▶ **Raw data**
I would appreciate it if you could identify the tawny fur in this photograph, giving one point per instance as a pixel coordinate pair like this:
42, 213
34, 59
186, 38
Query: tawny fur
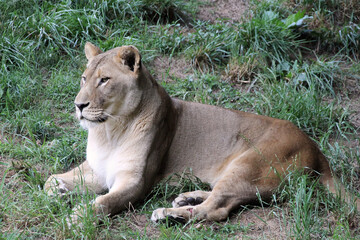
138, 135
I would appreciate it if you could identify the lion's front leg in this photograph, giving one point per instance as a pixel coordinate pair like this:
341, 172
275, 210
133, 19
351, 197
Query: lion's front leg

▶ **What the exercise asks**
All of the records need repeating exactly, except for the pictures.

▶ **Task response**
I would appreciate it if you could identify the tawny fur in this photograph, giving one point per instance as a pixel coordinate pair like this:
42, 213
34, 59
186, 38
Query: tawny fur
138, 135
I would appreciate it if you could identify the lion's front leg in this photograph, giving one point per instance as a pixel coordinate pair like this:
341, 172
275, 210
133, 19
351, 197
Query: lion's front leg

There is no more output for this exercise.